* Begin Record list *

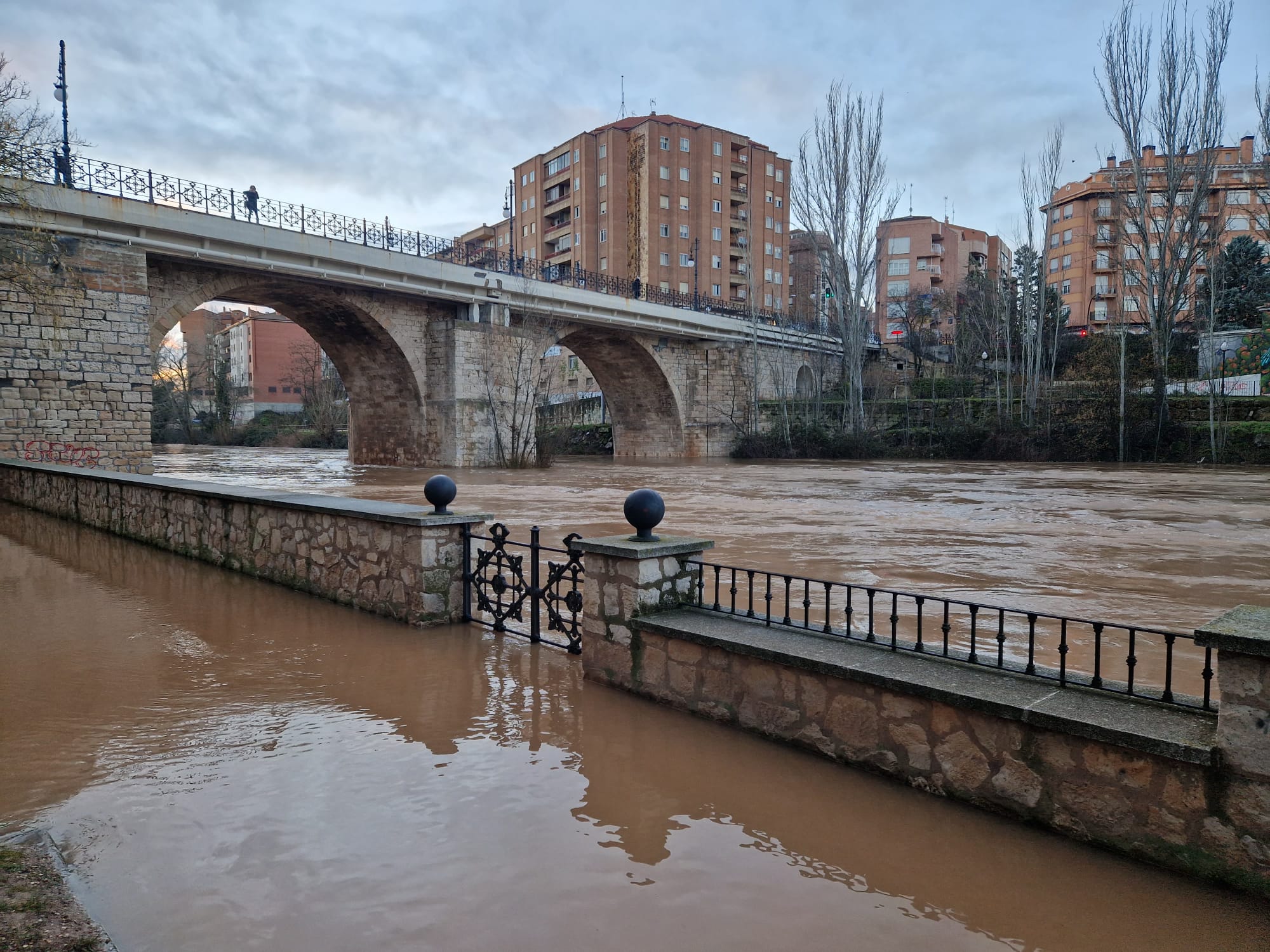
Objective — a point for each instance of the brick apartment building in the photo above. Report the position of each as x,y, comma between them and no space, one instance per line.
921,256
264,350
680,205
1088,228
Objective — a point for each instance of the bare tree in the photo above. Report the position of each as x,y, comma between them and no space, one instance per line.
29,256
841,194
324,399
1165,100
519,380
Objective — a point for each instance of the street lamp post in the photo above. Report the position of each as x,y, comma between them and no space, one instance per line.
510,214
63,166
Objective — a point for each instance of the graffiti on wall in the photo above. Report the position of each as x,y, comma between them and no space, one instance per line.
43,451
1252,357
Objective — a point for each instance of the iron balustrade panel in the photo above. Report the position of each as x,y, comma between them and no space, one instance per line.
519,588
1125,659
147,186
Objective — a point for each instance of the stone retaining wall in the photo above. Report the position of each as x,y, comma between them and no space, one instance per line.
1178,788
384,558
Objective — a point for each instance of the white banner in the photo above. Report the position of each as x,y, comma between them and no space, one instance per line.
1244,385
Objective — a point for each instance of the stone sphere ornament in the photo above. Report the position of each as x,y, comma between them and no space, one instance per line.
645,510
441,492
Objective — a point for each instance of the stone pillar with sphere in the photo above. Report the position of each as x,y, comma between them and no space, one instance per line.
631,576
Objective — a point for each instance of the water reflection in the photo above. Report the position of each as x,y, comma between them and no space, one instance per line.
237,766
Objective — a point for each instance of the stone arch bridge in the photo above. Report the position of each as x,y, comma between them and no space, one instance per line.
424,346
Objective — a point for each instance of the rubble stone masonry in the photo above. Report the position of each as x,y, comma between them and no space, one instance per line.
1180,789
76,362
384,558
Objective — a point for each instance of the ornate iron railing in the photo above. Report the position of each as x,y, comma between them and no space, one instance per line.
1156,664
504,593
147,186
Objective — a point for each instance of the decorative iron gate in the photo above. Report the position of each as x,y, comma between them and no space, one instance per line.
504,593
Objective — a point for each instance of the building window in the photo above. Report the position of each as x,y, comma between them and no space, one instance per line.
559,164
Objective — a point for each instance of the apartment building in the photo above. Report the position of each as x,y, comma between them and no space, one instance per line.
680,205
1088,224
264,351
920,256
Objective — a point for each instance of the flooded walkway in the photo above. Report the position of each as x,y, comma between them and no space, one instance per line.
232,765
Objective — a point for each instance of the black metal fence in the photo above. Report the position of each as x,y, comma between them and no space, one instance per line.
505,593
147,186
1125,659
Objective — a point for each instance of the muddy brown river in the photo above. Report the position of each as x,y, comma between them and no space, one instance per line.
233,766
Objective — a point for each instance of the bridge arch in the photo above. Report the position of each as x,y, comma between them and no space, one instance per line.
643,404
805,385
387,422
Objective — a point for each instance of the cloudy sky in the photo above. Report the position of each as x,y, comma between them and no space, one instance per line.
418,110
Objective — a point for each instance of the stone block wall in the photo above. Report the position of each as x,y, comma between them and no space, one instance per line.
1183,790
76,362
382,558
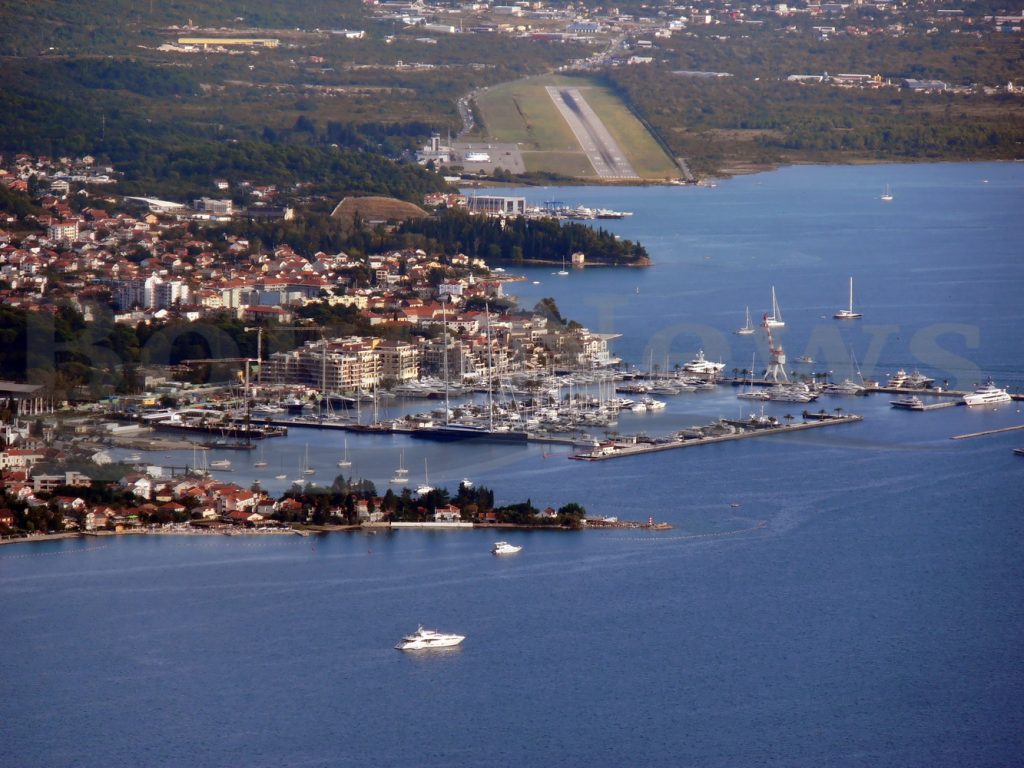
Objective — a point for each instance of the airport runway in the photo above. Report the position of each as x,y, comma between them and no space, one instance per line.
600,147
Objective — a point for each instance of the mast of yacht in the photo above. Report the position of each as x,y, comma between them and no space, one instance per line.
777,367
444,325
327,400
491,395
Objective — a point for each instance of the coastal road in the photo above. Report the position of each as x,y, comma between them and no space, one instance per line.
600,147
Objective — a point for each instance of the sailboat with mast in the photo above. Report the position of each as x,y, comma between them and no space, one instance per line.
748,329
344,461
400,476
848,313
775,318
424,487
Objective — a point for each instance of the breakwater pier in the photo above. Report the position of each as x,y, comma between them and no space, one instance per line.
722,431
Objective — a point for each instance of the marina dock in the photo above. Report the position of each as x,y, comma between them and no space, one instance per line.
621,449
986,432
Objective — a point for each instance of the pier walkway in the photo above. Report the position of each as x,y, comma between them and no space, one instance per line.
620,450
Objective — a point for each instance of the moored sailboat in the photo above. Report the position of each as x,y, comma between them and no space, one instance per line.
748,329
848,313
775,318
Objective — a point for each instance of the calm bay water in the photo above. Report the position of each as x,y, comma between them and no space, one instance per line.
873,620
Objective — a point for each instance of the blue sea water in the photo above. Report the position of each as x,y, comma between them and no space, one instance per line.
846,597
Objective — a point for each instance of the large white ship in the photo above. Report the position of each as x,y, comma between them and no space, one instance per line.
986,394
423,639
700,365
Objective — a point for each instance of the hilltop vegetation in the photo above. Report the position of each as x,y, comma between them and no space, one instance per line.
90,78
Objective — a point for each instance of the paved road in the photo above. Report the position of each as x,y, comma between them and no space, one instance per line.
601,148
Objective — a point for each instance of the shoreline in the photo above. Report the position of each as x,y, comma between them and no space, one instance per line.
597,524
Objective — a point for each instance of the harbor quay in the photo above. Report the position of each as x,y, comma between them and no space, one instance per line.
728,431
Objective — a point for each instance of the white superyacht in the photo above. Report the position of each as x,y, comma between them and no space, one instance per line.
424,639
986,394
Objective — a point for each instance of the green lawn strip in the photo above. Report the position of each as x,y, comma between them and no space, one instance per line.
647,158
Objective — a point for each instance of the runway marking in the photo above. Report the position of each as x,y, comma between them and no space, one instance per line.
601,150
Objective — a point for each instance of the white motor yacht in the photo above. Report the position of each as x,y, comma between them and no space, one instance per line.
504,548
701,366
424,639
986,394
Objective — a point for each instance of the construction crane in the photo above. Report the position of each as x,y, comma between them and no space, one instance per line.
259,342
247,360
777,366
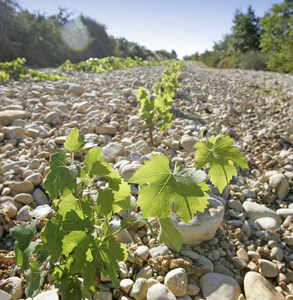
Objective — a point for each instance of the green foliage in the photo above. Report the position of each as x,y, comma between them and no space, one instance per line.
185,188
108,64
221,156
76,245
17,70
277,37
246,32
157,110
253,60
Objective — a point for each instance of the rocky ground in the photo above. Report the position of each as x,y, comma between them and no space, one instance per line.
240,248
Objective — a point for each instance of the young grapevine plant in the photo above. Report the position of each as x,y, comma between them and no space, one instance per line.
76,246
157,110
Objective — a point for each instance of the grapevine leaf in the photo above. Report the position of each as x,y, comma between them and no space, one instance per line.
122,199
97,166
91,157
71,202
185,188
75,222
60,177
24,233
110,200
221,156
41,211
166,121
69,286
52,237
105,202
93,254
71,240
169,233
23,258
74,141
34,279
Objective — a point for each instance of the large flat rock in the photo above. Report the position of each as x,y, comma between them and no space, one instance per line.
8,116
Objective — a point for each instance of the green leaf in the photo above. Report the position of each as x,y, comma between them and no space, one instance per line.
169,233
97,166
71,240
41,211
24,233
221,155
52,236
74,141
71,202
69,286
34,279
23,258
186,188
60,177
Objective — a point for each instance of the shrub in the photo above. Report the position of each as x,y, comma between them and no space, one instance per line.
253,60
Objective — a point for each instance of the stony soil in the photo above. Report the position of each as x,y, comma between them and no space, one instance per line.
250,254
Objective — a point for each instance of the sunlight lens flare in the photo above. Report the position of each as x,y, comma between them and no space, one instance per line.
75,35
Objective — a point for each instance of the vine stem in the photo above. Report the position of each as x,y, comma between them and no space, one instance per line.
151,135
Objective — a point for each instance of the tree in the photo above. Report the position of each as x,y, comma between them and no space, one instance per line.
222,45
246,32
277,37
173,54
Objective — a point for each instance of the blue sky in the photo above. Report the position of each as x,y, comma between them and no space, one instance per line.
185,26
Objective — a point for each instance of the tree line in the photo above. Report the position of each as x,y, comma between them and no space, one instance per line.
50,40
255,43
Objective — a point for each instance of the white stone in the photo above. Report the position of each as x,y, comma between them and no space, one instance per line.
104,296
256,287
126,285
111,151
255,211
159,292
139,289
218,286
8,116
160,250
14,287
285,212
277,253
187,143
268,268
176,281
40,197
48,295
128,170
267,223
203,225
281,185
23,215
24,198
192,289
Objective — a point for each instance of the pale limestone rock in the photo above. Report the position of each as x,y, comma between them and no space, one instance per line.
8,116
255,211
267,268
126,285
139,289
256,287
218,286
160,292
203,225
24,198
176,281
111,151
281,185
267,223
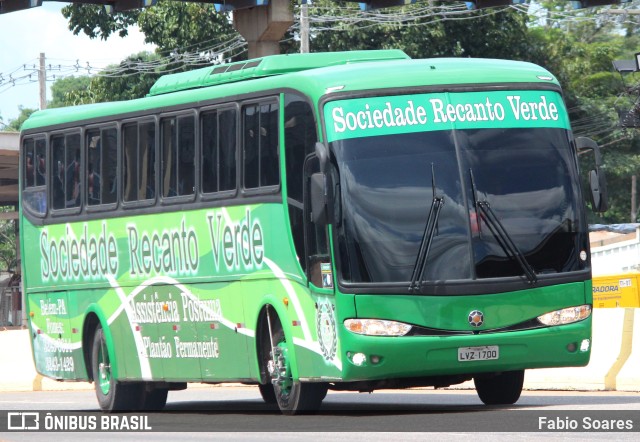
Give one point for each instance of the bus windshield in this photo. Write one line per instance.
(509, 205)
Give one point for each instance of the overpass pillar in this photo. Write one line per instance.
(264, 26)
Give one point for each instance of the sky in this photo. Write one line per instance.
(25, 34)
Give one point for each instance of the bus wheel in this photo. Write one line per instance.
(112, 395)
(293, 397)
(501, 389)
(153, 400)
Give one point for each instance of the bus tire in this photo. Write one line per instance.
(501, 389)
(153, 400)
(293, 396)
(112, 395)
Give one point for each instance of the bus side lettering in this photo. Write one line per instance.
(242, 243)
(72, 258)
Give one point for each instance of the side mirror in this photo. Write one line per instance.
(598, 185)
(597, 179)
(323, 156)
(320, 198)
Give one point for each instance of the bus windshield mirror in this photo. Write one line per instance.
(427, 237)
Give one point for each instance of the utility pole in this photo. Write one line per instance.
(633, 198)
(42, 80)
(304, 27)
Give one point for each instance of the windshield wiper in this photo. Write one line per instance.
(427, 237)
(500, 233)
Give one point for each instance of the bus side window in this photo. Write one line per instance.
(177, 143)
(139, 161)
(218, 159)
(35, 194)
(260, 145)
(66, 162)
(101, 155)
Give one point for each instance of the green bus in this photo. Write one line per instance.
(346, 221)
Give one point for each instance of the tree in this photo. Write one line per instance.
(125, 81)
(15, 125)
(170, 25)
(64, 88)
(7, 241)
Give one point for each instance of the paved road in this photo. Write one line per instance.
(238, 413)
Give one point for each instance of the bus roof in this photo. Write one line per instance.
(313, 74)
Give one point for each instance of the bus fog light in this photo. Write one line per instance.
(584, 345)
(359, 359)
(566, 315)
(376, 327)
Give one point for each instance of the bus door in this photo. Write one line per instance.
(321, 282)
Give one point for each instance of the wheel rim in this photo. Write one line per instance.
(104, 370)
(284, 381)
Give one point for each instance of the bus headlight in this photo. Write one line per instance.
(566, 315)
(376, 327)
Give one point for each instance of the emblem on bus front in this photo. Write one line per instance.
(476, 318)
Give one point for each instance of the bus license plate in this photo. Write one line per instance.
(488, 353)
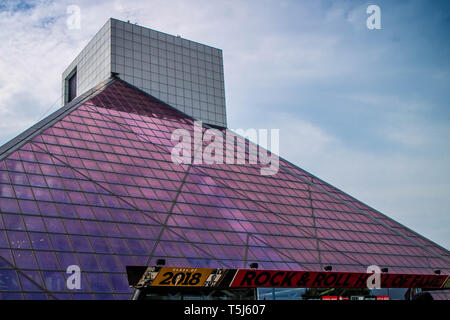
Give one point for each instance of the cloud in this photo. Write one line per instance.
(362, 111)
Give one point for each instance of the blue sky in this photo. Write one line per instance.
(366, 110)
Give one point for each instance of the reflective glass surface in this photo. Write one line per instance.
(98, 189)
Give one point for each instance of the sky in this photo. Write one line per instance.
(365, 110)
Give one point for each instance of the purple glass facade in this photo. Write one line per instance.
(98, 189)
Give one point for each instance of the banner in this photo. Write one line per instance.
(140, 277)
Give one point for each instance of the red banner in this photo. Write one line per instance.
(292, 279)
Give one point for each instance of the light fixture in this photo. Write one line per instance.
(160, 262)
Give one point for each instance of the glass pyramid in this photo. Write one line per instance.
(94, 185)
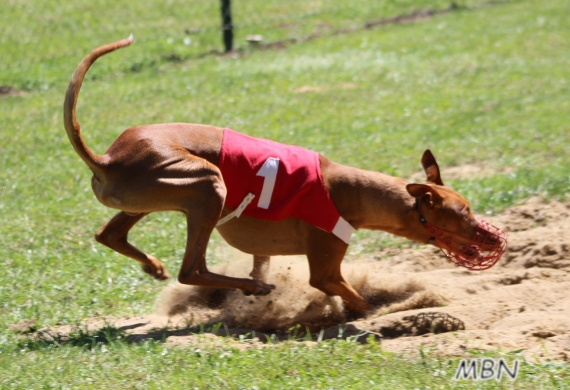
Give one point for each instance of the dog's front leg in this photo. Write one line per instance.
(114, 235)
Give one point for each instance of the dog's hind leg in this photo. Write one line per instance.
(202, 213)
(260, 269)
(114, 235)
(325, 253)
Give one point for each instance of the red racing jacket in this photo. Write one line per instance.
(286, 181)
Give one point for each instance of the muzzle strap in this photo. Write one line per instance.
(423, 221)
(478, 253)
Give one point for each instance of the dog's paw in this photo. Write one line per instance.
(157, 271)
(259, 288)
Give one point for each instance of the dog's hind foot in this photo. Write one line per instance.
(259, 288)
(157, 270)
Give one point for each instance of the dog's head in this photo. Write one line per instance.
(451, 225)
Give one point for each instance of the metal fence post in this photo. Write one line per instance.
(227, 28)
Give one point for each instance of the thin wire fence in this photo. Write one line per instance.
(38, 41)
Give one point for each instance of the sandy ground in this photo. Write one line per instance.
(421, 300)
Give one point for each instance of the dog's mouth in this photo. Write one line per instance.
(478, 253)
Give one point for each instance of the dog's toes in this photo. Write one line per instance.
(159, 273)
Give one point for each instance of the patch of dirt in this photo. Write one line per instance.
(421, 299)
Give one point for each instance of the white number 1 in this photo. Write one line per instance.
(269, 171)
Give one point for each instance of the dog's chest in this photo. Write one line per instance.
(286, 181)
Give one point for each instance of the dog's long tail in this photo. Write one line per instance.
(93, 161)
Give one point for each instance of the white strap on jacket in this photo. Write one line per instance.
(237, 212)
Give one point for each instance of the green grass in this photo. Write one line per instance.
(488, 86)
(116, 363)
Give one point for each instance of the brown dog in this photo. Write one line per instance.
(176, 167)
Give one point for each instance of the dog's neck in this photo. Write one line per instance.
(373, 200)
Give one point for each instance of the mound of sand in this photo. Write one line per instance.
(421, 299)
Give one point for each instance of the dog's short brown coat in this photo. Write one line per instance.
(174, 166)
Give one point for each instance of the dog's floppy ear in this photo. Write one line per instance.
(431, 168)
(426, 193)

* End Record list *

Task statement = All lines from the one that contains "Give one point for each instance of the dog's hind foot" through the end of the material are to be quoted exactly, with both ends included.

Solved problem =
Give one point for each instance of the dog's hind foot in this photo. Write one line per instance.
(259, 288)
(157, 270)
Give one point for each instance of the dog's head in this photo. Write one line per instance.
(451, 225)
Give one point for each instance of the metal fence post in this photo. Write one line per instance.
(227, 28)
Give one point for each instance of the thin wire fence in this photo. Write one line per instance.
(38, 41)
Give one point for each instance of the sandy ground in this photo. Write one line per instance.
(421, 300)
Give one point for each instance of the dog's mouth in this photo. Write one line per instance.
(478, 253)
Give one point for each instance of the dog's toes in this photo. Write one line per instance.
(159, 273)
Give one point for each instance of the patch of dirt in this photo. Write one line per instance.
(421, 299)
Give one point for each instance of the white number 1 in this photo. Write one line per instance.
(269, 171)
Give one point for each instance of the dog's chest in this photo. Write one line per instance.
(286, 181)
Give one point for each instance of the dog's long tail in this photo. Write one line per instance.
(93, 161)
Give one point for each instance of the white strap on jacket in this photo. Write one line per instance.
(237, 212)
Give one point for each instance of the green grass in this photo. Write one line per instance.
(488, 86)
(116, 363)
Give one point for each instance of the brown dog in this photo. Write one line per instance.
(176, 167)
Give one point for each instance of the dog's neck in this photo. Write one line per instance.
(373, 200)
Give one point for each instance of the mound of sand in this photo. Write one line per instance.
(421, 299)
Give one point for each instance of the dog's short brown coat in this photo. Write one line per instance.
(174, 166)
Give one point for each instance of the dog's floppy ear in this photo. Write one line per instance.
(431, 168)
(426, 193)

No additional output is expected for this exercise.